Exercise:
Write the next part of the news story about golfer Rachel Hetherington's winning streak, starting right after its last sentence.

Text provided:
----------------
| Hetherington
resumes hot streak If
Rachel Hetherington keeps this up, she won't be known as the other Australian
much longer. Fresh
off two straight victories, Hetherington showed no sign of letting up today in
the Titleholders Championship with a 5-under 67 that left her in a familiar spot
-- atop the leaderboard, tied with Patti Rizzo and Tina Barrett after the first
round. Karrie
Webb, a three-time winner this year who hasn't finished worse than eighth, had
a 69 and is well within range of her former teammate from their junior days in
Australia. Hetherington
is after a bigger prize. A
victory this week would make her the first woman to win three straight tournaments
since JoAnne Carner in 1982. The record is five, by Nancy Lopez in 1978.
"I don't feel any pressure
to win the third one, but it would be pretty special to do it," Hetherington said.
This would be the
toughest of all, particularly since the Mercury Titleholders is a 72-hole event
over a course that tends to yield birdies no matter what the conditions. Hetherington
won in Atlanta over 54 holes, and last week at Myrtle Beach in a 36-hole event
cut short by rain. And
the leader board is jammed pack with some dangerous names. Annika
Sorenstam, who usually starts warming up this time of the year, was one stroke
back in a large group at 68 that included Helen Alfredsson and Canadian Lorie
Kane. Webb and Donna Andrews were among those at 69. Then
again, Hetherington seems to be playing on another level. "She
must feel great," Sorenstam said. "When you play like this, it seems to get easier.
----------------
Information shown:

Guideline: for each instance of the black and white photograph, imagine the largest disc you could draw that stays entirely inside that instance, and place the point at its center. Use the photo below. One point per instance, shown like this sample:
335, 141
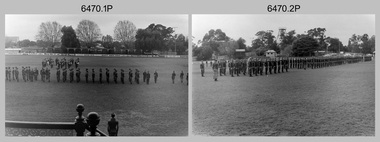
----------------
Task answer:
You don't see bunkers or water, you see only fairways and greens. And once you
get on the green, the hole looks really big." It
must have looked like a manhole cover to Hetherington. She knocked in a 40-foot
birdie putt on the first hole and never slowed down. The shortest putt she had
was a 12-footer for eagle on No. 5, and she closed out her 67 with another 40-foot
bomb on the par-5 ninth. "The
hole is the same size, I'm just putting better," Hetherington said. "Every time
I look at a putt, I have a good feel for the line." Barrett,
trying to win for the first time in 10 years, had a much more conventional 67.
The combined length of her six birdies putts were about the size of one of Hetherington's
big putts. Her longest was 20 feet on the par-3 17th. "Their
are certain courses on tour where you know you're going to score low, and this
is one of them," Barrett said. Because
of a recent dry spell, the rough is half as high as normal. And the greens run
so true that players are rarely confronted with a deceptive putting line.
Still, that doesn't explain
what Rizzo is doing among the leaders. The
rookie of the year in 1982, Rizzo was on the verge of retirement just three days
ago because of self-doubt -- not whether she could stripe a 5-iron off a tight
lie, but whether she could balance golf and motherhood. A
perfect example came two weeks ago. Her 2-year-old son was thought to have chicken
pox. Her 4-year-old daughter was wheezing and may have had asthma. Rizzo was on
the driving range in Atlanta straining to hear the news through a cell phone,
then had to go play against a new breed of stars who are 15 years younger.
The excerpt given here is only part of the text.